> [REQUIREMENT]:
From the entries below, tally how many lines contain "region" and report only that figure.

(Items listed in a dataset)
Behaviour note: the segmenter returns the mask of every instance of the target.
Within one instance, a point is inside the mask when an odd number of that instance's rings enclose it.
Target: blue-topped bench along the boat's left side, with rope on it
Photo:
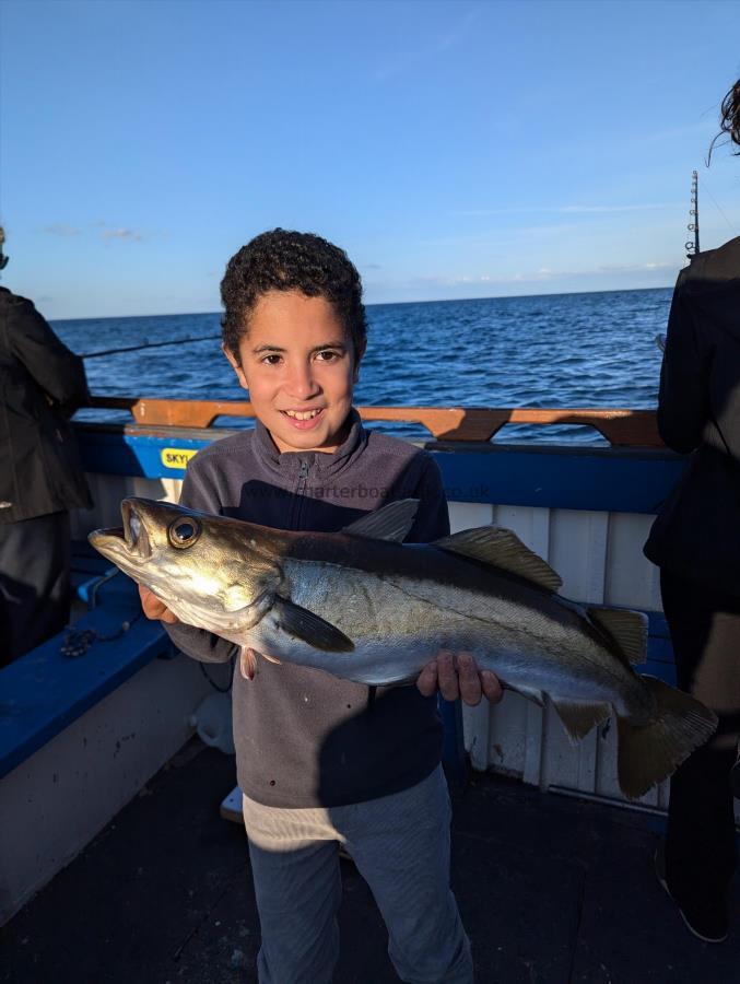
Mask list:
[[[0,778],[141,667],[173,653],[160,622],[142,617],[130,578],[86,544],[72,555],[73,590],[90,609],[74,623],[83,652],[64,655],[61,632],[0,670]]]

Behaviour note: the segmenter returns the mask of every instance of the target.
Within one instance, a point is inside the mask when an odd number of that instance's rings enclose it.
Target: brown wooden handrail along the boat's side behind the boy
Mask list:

* * *

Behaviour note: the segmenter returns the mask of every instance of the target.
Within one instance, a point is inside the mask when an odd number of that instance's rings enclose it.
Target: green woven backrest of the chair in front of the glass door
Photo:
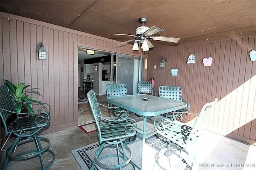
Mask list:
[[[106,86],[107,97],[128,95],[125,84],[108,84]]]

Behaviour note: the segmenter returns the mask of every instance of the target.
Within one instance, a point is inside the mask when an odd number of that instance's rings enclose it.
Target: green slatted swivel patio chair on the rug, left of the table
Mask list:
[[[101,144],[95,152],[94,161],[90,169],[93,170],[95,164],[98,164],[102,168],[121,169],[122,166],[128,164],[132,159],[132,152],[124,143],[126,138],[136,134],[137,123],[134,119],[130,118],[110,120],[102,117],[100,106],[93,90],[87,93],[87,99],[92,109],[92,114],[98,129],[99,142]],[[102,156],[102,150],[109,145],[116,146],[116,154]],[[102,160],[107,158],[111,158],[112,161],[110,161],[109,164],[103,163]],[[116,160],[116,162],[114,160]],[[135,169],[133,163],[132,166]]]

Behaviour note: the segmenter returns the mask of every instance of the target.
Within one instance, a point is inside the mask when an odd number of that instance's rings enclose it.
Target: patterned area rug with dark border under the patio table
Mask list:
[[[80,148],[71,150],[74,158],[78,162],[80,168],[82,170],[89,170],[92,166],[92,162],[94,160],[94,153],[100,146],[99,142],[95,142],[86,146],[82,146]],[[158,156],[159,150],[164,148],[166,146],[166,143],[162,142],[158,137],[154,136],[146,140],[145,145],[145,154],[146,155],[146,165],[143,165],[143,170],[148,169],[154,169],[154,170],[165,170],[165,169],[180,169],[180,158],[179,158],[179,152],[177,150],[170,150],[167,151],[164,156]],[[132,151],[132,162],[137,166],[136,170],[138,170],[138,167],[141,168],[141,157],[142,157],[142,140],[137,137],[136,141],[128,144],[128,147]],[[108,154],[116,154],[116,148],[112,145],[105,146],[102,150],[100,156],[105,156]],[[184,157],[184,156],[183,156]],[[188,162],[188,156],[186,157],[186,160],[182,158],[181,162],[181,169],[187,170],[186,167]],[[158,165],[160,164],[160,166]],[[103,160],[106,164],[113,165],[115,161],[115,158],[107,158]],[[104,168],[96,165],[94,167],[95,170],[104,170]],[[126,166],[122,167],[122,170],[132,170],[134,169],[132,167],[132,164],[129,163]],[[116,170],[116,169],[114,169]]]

==

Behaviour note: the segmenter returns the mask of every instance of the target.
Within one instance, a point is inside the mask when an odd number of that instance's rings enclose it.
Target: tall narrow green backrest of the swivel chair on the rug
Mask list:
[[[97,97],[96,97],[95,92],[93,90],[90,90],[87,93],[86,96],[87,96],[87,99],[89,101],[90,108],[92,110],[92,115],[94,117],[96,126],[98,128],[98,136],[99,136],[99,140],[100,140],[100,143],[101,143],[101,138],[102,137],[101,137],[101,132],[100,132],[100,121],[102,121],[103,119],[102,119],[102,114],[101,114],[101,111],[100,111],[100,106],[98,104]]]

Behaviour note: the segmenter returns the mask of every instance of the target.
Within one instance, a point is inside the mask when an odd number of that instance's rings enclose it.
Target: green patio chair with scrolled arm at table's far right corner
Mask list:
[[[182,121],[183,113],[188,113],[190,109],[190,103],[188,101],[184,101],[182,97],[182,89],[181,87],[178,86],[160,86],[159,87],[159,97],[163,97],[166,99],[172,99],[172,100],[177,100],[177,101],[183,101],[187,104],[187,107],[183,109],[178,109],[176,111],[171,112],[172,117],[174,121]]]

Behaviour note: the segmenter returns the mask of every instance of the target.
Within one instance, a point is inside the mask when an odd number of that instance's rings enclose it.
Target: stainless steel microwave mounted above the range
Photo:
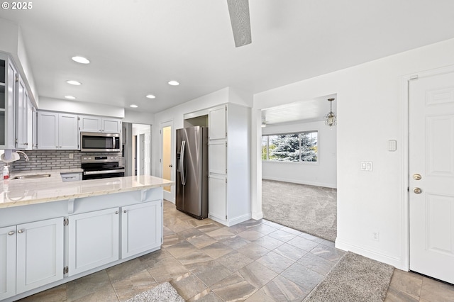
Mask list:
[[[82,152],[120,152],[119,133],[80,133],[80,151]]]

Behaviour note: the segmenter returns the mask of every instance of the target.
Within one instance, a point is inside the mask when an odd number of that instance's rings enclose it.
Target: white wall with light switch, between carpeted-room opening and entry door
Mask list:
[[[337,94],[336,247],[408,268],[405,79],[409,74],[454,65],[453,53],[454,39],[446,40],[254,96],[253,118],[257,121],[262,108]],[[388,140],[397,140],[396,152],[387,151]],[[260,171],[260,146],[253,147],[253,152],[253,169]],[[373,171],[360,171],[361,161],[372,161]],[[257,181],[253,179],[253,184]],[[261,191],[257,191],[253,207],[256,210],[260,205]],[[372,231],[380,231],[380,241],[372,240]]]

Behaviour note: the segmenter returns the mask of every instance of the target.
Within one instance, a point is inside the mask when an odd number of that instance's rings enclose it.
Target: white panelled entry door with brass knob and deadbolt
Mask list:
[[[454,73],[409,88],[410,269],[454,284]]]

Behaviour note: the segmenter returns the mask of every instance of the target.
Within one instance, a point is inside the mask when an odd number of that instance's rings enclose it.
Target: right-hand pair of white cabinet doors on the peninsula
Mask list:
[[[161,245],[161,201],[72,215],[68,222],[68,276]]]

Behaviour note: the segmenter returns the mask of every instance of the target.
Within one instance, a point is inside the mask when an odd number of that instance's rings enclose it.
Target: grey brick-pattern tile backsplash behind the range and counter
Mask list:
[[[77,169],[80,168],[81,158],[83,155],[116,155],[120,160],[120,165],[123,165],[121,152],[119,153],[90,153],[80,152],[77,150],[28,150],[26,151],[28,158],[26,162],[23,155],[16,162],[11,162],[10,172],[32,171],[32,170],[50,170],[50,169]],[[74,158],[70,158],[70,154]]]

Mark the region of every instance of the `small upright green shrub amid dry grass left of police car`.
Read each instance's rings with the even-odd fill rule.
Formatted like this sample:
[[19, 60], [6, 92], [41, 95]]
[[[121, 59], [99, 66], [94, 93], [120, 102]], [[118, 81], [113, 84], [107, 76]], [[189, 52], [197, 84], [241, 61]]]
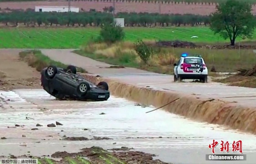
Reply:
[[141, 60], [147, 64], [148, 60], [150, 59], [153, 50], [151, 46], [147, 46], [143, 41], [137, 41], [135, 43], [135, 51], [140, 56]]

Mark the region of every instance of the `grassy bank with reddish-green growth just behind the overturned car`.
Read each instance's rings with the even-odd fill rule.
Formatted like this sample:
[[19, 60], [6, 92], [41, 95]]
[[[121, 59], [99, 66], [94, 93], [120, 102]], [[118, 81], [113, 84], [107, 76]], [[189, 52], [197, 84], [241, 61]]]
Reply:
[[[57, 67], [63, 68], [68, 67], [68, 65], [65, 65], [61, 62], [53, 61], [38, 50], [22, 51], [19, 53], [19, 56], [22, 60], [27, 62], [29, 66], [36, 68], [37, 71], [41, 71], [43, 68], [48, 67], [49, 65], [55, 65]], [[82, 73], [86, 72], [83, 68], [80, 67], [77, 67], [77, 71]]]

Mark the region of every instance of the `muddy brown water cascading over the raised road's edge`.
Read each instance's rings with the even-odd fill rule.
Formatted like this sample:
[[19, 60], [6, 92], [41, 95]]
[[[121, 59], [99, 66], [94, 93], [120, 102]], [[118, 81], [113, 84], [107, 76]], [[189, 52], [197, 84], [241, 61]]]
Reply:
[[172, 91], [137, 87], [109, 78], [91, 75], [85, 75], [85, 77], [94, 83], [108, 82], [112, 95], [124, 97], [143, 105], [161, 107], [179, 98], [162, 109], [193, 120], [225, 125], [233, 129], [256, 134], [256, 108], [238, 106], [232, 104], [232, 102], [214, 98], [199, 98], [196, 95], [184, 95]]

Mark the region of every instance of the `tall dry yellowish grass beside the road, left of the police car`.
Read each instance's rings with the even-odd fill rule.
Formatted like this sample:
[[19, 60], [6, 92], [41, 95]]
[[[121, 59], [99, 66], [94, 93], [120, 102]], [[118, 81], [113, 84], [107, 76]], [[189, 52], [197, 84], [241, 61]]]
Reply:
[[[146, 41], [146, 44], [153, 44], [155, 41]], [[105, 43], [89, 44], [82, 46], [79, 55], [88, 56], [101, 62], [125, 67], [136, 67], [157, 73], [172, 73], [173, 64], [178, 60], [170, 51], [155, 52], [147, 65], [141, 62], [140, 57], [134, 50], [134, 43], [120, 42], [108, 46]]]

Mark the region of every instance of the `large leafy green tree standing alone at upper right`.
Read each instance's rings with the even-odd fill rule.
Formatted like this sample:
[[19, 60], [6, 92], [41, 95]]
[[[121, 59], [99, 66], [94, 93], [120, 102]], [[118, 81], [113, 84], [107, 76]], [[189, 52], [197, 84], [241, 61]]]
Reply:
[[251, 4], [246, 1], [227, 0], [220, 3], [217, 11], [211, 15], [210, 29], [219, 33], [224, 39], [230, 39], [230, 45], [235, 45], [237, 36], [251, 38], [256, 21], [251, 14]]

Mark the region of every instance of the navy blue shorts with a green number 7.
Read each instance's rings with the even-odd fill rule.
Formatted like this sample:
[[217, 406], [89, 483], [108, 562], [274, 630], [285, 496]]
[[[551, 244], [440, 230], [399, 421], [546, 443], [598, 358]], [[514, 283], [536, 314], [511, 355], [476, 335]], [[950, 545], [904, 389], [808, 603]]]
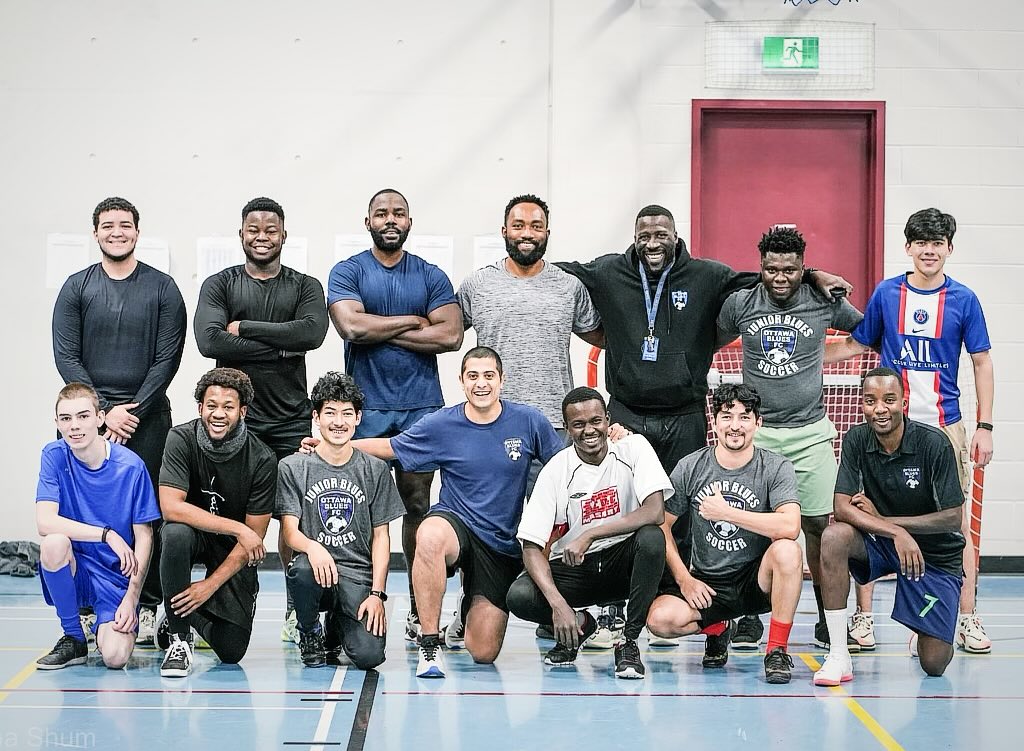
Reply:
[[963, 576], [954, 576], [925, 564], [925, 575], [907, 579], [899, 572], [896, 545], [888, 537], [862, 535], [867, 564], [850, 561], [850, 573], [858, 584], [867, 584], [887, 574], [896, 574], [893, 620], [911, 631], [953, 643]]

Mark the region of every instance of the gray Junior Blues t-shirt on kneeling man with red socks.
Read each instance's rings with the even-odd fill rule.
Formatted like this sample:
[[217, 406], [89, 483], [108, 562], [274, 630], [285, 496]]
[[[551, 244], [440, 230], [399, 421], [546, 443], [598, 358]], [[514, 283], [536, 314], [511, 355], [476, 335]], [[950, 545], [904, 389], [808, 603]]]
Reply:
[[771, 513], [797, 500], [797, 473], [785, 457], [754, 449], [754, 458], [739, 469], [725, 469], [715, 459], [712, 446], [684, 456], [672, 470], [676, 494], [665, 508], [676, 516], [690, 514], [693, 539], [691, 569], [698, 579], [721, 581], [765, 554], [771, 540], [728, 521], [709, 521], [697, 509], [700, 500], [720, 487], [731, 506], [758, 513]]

> [OUTPUT OF THE EXERCISE]:
7